## Acciones a realizar
**1.** Reproduzca el fragmento comenzando en "La muerte lo" y continuando hasta "molestar al alcaide.", y sustituya "alcaide" por "director del penal".
**2.** Según el fragmento, ¿qué célebre poema escribió Nicanor Parra por esos mismos años?

## Fragmento para leer
● ● ● ● ●

Durante toda la semana,
un condenado estuvo pidiendo ver el sol.
La muerte lo tenía cogido de la vida,
le daba con todo su hielo en los ojos;
con toda su inmensidad en los harapos.
(…)
Pero esa boca horriblemente abierta,
tan horriblemente muda,
solo hizo pensar al guardia
que un preso que pide ver el sol
no es motivo suficiente para molestar al alcaide.
En este primer libro, Radrigán construye una poética de la claustrofobia, que bien puede tener un correlato con la realidad fuera de la cárcel. Chile entero como una gran cárcel, en la que día y noche existía la mirada del vigilante sobre la nuca.
En la segunda parte, Poesía intranquila, podemos reconocer la voz de algunos personajes entrañables de las obras de Juan. Inevitable que se aparezcan el Loco y la Triste, por ejemplo. Pero más allá de esto, también sorprende encontrar ciertos paralelos poéticos con sus contemporáneos. Incluso, me aventuro a postular que el poema “La tranquilidad no se paga con nada” es fruto de conversaciones entre el autor y Nicanor Parra, quien por esos mismos años escribió su célebre “Un hombre imaginario”. No es descabellado pensar en que ambos poemas se nutren mutuamente. Cito a Radrigán: “Tranquilo salgo y me hundo / en la tranquila ciudá. / Tranquilos perros mean tranquilos árboles / bajo un cielo con ritmo de ternura, / mientras tranquilos cesantes, como yo / envidian a los tranquilos pordioseros / que escarban tranquilos tarros” (p.41).
Poesía de Juan Radrigán no es solo un rescate editorial importantísimo, es también un gran homenaje para una de las letras fundamentales del siglo XX chileno. Siempre lejos de las grandes luces, siempre receloso de restoranes de moda, el también poeta chileno tuvo siempre claro desde qué lado de la barricada escribir, y este libro confirma que sus versos no eran la excepción.

● ● ● ● ●

## Datos mostrados

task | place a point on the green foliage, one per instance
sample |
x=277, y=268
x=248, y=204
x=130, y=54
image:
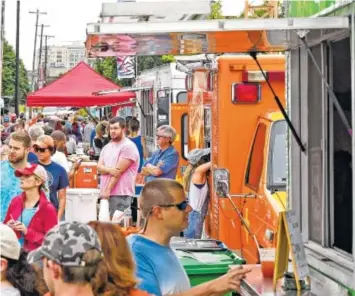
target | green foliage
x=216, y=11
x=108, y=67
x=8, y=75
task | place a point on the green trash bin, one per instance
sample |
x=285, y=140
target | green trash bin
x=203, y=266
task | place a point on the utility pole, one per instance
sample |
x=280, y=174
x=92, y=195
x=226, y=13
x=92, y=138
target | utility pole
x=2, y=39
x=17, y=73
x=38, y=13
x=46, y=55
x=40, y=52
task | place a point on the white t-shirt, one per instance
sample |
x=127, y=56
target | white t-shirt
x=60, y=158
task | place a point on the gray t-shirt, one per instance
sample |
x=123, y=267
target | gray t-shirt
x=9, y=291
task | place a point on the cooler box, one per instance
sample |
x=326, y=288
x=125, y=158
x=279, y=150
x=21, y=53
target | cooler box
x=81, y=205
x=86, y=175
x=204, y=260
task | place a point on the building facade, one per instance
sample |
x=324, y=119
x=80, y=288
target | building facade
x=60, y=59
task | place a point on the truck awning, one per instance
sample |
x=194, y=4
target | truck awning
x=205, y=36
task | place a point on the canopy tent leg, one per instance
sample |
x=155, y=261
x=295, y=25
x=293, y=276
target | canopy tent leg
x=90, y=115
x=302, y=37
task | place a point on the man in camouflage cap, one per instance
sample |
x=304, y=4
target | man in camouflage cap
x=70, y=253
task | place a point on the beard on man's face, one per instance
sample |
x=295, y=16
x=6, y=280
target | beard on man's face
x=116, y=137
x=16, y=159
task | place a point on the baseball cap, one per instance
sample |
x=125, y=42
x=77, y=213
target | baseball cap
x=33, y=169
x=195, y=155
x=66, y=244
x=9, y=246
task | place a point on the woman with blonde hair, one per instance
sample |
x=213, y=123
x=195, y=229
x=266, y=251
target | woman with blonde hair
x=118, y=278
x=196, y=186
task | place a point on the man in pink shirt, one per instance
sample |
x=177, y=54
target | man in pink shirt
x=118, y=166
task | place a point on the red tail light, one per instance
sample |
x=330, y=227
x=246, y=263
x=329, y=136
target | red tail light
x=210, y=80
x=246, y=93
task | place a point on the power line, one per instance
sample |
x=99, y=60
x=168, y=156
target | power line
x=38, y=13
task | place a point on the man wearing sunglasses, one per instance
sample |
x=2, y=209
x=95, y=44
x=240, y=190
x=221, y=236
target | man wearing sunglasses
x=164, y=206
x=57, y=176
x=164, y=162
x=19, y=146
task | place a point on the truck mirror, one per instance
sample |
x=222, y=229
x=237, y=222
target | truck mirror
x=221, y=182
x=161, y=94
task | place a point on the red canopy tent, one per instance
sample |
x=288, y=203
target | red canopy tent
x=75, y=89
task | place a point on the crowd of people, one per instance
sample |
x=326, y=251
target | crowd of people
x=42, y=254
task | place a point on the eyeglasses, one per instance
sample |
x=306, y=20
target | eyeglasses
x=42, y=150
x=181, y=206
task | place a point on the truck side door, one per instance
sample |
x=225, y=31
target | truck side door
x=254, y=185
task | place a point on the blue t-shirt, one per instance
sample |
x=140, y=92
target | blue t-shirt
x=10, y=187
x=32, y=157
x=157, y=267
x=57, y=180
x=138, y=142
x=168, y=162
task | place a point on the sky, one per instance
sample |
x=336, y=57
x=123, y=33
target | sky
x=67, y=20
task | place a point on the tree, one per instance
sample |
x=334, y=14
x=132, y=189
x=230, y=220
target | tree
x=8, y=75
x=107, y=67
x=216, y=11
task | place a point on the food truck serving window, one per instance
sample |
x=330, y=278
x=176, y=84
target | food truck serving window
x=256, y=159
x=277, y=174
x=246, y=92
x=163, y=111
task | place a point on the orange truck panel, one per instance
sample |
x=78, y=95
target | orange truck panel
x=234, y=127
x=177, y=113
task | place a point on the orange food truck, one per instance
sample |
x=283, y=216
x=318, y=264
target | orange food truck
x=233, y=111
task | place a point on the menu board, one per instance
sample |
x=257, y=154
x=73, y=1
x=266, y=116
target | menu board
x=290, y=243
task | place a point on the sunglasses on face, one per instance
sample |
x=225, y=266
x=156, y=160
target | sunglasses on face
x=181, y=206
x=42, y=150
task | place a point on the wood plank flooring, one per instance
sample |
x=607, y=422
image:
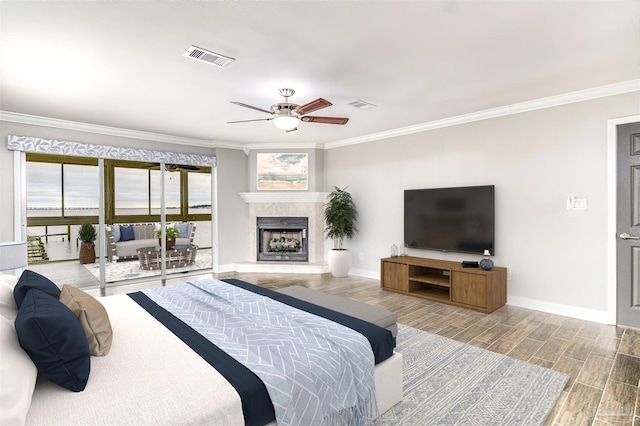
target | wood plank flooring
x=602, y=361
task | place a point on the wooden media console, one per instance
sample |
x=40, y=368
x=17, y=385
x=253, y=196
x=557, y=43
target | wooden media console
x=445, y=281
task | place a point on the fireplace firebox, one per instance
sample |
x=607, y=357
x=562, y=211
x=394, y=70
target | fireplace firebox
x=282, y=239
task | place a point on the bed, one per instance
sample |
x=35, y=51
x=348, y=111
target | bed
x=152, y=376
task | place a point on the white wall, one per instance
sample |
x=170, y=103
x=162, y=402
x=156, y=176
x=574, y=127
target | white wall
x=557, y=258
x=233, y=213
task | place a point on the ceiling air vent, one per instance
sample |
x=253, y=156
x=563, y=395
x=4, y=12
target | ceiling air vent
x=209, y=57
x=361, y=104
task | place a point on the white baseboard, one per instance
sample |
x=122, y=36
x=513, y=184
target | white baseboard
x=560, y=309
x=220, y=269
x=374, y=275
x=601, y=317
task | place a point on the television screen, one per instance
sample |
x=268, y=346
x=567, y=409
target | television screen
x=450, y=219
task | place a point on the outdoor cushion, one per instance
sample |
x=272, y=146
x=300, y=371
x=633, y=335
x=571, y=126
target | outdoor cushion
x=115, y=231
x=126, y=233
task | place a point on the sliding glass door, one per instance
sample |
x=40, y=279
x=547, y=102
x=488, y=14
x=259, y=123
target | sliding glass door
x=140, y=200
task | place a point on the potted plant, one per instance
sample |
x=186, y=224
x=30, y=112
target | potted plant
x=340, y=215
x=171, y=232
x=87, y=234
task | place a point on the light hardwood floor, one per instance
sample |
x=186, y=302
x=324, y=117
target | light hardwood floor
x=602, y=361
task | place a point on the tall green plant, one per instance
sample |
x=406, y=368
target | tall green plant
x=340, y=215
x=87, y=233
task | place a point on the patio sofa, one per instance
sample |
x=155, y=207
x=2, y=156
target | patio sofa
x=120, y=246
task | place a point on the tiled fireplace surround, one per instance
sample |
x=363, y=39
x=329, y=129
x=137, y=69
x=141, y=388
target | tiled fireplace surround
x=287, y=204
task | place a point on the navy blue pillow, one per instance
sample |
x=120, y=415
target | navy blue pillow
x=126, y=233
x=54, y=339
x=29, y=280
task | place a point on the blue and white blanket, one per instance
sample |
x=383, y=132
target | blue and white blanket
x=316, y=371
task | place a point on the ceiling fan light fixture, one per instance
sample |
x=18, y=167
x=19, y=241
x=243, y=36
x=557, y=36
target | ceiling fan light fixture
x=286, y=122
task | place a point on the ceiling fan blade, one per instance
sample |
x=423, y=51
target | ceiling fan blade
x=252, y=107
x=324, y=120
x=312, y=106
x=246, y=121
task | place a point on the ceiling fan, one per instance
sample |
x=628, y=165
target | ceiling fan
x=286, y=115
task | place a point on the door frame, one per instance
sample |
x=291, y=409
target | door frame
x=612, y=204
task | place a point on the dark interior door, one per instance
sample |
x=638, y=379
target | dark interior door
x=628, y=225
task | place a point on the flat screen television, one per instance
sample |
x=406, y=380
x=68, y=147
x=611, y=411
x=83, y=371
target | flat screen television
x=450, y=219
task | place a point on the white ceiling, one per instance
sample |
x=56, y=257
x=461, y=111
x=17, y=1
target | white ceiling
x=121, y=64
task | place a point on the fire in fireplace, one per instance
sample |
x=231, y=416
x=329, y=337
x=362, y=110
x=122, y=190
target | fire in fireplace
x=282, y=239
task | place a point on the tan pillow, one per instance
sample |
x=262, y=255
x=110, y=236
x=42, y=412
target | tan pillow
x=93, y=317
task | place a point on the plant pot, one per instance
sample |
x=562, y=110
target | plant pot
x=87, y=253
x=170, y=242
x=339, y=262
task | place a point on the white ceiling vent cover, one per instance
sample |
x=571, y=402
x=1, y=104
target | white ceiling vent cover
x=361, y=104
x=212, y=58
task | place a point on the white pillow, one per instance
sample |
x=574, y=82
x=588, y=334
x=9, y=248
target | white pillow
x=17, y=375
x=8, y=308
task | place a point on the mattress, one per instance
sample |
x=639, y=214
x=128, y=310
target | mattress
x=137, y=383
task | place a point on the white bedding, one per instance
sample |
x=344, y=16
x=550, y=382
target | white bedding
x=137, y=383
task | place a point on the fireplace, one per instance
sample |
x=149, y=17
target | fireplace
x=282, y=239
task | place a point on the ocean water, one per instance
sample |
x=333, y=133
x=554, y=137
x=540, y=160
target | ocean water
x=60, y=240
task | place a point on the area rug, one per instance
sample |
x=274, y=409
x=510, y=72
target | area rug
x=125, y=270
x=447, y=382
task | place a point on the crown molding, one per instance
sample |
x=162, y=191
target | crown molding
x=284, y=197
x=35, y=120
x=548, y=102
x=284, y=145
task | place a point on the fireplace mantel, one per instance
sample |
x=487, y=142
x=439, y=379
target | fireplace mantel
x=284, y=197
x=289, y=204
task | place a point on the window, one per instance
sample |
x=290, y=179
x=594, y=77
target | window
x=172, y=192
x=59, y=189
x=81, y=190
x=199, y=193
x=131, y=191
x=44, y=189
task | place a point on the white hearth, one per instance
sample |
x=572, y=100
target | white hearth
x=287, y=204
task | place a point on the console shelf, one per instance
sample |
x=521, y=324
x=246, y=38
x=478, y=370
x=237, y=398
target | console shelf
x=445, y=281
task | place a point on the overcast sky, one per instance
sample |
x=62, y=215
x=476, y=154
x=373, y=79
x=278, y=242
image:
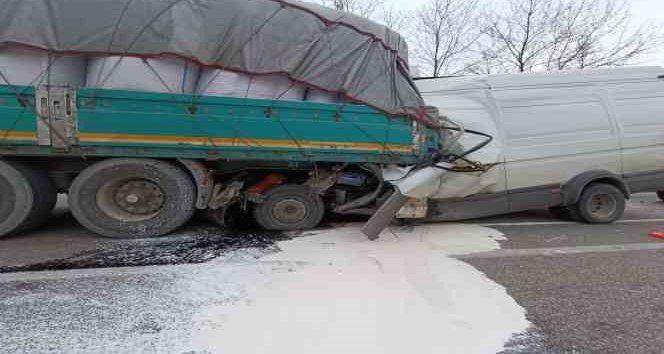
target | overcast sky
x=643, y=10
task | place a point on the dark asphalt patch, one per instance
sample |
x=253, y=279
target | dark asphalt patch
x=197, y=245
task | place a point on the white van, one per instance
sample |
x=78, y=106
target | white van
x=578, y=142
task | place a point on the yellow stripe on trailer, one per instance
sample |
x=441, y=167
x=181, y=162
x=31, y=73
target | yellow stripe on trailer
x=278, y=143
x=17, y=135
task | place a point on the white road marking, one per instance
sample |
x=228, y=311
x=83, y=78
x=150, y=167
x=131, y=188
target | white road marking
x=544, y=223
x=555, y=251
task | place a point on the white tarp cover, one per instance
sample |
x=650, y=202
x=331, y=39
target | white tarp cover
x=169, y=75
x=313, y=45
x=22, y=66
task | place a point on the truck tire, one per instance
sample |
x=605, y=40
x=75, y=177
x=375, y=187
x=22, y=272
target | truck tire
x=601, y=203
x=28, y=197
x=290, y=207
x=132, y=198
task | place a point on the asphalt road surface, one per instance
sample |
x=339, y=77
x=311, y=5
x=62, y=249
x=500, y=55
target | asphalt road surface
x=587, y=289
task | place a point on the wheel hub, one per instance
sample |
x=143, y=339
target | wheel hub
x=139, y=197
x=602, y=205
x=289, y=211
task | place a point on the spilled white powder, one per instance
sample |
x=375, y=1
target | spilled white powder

● ● ● ● ●

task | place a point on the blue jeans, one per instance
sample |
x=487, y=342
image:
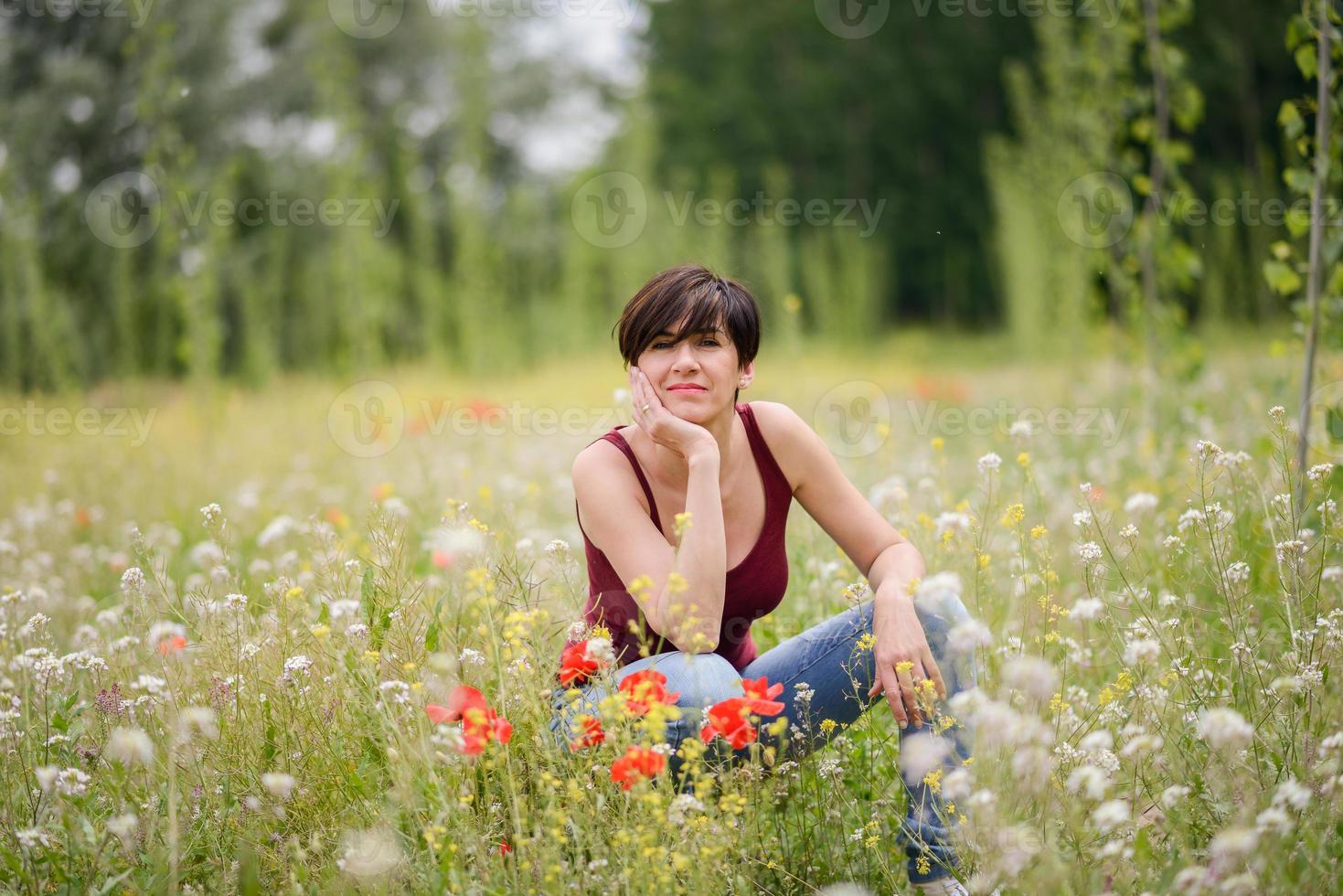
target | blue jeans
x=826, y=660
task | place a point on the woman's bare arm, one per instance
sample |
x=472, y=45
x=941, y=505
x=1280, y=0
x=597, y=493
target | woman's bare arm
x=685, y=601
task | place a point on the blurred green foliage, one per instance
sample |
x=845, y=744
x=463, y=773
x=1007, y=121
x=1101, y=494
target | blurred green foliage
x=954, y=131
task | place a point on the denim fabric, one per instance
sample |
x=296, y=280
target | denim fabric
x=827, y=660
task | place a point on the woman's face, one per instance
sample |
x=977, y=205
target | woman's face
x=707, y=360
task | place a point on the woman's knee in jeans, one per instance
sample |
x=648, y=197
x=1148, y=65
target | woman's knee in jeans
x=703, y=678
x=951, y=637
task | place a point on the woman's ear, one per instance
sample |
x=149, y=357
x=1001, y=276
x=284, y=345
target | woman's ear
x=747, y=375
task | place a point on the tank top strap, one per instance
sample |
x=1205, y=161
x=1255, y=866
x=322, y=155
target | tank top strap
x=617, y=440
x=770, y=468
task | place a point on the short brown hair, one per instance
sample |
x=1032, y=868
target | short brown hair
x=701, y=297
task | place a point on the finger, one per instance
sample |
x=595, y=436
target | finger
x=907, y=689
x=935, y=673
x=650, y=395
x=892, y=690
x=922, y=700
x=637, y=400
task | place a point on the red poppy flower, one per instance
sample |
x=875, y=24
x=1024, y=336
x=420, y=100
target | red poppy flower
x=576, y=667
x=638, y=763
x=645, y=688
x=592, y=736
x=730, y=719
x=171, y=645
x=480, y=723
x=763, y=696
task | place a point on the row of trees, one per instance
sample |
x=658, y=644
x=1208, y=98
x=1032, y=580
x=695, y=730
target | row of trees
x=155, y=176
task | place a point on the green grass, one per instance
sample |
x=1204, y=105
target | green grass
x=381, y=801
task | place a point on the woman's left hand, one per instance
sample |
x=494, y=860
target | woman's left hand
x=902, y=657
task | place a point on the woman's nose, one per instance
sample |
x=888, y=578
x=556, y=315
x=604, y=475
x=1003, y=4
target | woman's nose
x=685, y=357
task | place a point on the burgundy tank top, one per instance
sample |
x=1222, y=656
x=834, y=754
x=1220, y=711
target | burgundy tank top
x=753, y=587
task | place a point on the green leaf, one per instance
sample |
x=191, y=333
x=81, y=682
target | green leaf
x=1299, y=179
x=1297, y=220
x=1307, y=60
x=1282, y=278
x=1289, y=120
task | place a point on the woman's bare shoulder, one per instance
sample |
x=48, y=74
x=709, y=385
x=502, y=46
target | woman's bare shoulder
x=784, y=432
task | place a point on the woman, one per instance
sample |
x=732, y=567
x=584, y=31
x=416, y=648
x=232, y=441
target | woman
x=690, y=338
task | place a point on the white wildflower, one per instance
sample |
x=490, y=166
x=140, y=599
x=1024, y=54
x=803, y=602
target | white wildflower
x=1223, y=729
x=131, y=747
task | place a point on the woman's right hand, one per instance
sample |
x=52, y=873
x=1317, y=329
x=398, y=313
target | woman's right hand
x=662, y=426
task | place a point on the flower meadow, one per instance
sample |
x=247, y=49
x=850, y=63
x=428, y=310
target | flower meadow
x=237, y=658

● ● ● ● ●

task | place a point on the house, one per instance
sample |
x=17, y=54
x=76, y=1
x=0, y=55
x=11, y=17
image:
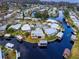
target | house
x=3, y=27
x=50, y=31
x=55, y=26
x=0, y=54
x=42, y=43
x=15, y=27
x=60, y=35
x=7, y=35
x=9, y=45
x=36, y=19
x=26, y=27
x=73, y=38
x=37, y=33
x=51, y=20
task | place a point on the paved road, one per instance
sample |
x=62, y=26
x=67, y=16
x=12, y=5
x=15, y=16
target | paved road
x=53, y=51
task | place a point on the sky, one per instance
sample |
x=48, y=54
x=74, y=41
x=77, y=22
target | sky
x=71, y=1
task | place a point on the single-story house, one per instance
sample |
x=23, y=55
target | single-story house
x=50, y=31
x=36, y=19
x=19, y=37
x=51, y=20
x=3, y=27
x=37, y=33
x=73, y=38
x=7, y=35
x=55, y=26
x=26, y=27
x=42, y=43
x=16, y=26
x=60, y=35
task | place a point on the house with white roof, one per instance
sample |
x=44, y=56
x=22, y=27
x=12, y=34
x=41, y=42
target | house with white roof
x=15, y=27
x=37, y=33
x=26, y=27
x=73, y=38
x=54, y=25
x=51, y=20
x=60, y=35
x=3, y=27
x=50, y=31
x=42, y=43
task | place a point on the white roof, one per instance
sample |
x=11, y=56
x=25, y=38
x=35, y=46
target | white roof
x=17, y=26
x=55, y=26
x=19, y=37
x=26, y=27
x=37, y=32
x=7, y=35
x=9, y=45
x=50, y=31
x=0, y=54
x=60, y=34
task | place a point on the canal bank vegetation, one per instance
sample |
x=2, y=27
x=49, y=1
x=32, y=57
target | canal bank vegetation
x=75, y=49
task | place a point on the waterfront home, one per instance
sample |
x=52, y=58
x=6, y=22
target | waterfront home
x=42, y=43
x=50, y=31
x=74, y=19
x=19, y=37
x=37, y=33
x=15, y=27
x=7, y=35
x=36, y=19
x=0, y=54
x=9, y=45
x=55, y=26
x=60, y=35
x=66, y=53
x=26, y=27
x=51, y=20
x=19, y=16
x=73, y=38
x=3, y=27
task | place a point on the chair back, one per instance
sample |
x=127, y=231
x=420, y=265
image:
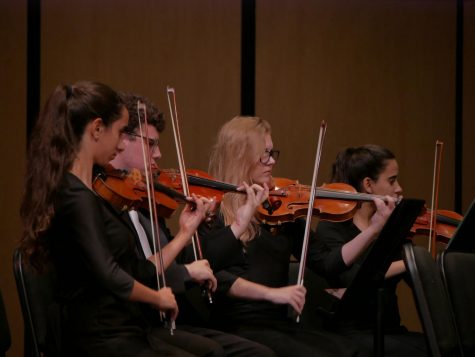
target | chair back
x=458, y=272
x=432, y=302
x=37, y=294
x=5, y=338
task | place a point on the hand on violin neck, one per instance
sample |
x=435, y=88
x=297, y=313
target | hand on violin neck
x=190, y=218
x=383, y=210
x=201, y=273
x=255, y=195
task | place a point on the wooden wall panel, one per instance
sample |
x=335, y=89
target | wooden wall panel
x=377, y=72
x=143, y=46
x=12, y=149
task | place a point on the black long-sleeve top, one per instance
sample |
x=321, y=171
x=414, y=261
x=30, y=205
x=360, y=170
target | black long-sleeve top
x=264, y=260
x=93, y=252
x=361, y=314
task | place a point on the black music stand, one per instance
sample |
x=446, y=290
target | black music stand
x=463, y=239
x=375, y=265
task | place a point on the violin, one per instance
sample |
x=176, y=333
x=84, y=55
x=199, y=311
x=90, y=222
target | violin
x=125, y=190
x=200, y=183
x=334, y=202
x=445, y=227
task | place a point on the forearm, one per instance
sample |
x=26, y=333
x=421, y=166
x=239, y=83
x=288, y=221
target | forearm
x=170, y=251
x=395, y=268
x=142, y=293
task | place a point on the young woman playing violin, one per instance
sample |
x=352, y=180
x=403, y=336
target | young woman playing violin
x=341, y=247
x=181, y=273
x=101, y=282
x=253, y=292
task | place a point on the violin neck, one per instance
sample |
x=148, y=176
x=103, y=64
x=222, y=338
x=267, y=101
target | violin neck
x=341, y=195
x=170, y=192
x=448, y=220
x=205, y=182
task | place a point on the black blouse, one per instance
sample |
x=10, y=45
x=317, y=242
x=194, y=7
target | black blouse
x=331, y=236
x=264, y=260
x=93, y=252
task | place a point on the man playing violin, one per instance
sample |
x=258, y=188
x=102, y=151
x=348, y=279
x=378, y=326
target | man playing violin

● ● ● ● ●

## Respuestas correctas
**1.**
La muerte lo tenía cogido de la vida,
le daba con todo su hielo en los ojos;
con toda su inmensidad en los harapos.
(…)
Pero esa boca horriblemente abierta,
tan horriblemente muda,
solo hizo pensar al guardia
que un preso que pide ver el sol
no es motivo suficiente para molestar al director del penal.

**2.** «Un hombre imaginario».